### Tasks
**A)** Please list every language the Google database article below names as part of the corpus.
**B)** In the Google database article below, what span of publication years do the included works cover?
**C)** Carry on the article below about Google's linguistic database, starting after its last sentence.

### Document segment
Google Database to Become the 'Genome' of Culture

Article  by  Samuel MILLER  •  Published 23.12.2010  •  Updated 21.01.2011
[NEWS] A team of researchers from Harvard has, with the help of Google books, produced the word’s largest corpus of lexical information. ‘Culturomics’ may provide fresh insight into a huge range of cultural trends throughout history. 
Six years and 15 million volumes after it began its mission to ‘digitally scan every book in the world’, Google has made a huge linguistic database – 500 billion words taken from 5.2 million books – freely available for anyone to download or search online.
The database consists of all the words, or “n-grams”, that appear in works published between 1800 and 2000. About 72% of it is in English, but there are sizeable contributions from French, Spanish, German, Chinese, and Russian. The corpus, which is thousands of times larger than any existing body, is aimed at scholars who wish to devise their own analytical tools to explore it. However, Google has made its own online tool, which allows users to chart over time a string of up to five words, accessible to anyone with a computer.

### Given records

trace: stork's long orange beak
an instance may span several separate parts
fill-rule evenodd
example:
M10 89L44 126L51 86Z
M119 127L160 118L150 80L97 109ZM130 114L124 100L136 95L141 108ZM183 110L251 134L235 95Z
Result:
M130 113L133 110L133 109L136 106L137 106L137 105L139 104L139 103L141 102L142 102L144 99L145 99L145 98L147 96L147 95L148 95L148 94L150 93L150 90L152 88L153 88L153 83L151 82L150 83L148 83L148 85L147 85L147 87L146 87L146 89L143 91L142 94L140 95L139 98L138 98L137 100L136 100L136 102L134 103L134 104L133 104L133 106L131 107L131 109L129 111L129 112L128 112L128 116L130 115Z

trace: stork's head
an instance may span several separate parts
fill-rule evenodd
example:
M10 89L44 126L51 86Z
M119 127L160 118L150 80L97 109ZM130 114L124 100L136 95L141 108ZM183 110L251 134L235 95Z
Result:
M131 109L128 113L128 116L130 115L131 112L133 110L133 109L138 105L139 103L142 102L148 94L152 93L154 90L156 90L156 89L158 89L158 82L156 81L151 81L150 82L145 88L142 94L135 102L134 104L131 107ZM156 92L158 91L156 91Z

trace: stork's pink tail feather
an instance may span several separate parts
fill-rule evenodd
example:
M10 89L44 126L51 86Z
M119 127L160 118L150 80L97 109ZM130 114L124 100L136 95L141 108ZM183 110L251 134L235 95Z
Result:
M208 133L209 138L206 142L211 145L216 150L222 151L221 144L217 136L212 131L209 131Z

### Answer section
**A)** English, French, Spanish, German, Chinese, Russian

**B)** Works published between 1800 and 2000.

**C)**
To coincide with the release, the journal Science has published the findings of the first explorations of the dataset[+] NoteAvailable with free registration.X [1]. The article, mainly written by the two Harvard researchers who developed the search system and worked with Google on the assembly of the dataset, Dr Erez Lieberman Aiden and Dr Jean-Baptiste Michel, offers but a taste of the rich opportunities for research now open to all domains of the humanities and social sciences.
Their study is based on 5 million (about 4% of all the books ever printed) of the 15 million volumes digitised thus far, with the reduction a result of including only books that had reliable bibliographical data – in particular, information as regards date and place of publication. In it, they outline what they have dubbed “culturomics”, the appellation a nod to the resemblance the corpus bears to the genome of a living organism. The discipline consists of the various ways that huge databases of “hard” facts, which are not always readily available to those who study culture, can be used to throw light on major questions in the humanities.
According to the abstract of the research paper, “this approach can provide insights about fields as diverse as lexicography, the evolution of grammar, collective memory, the adoption of technology, the pursuit of fame, censorship, and historical epidemiology” and “extends the boundaries of rigorous quantitative inquiry to a wide array of new phenomena spanning the social sciences and the humanities.”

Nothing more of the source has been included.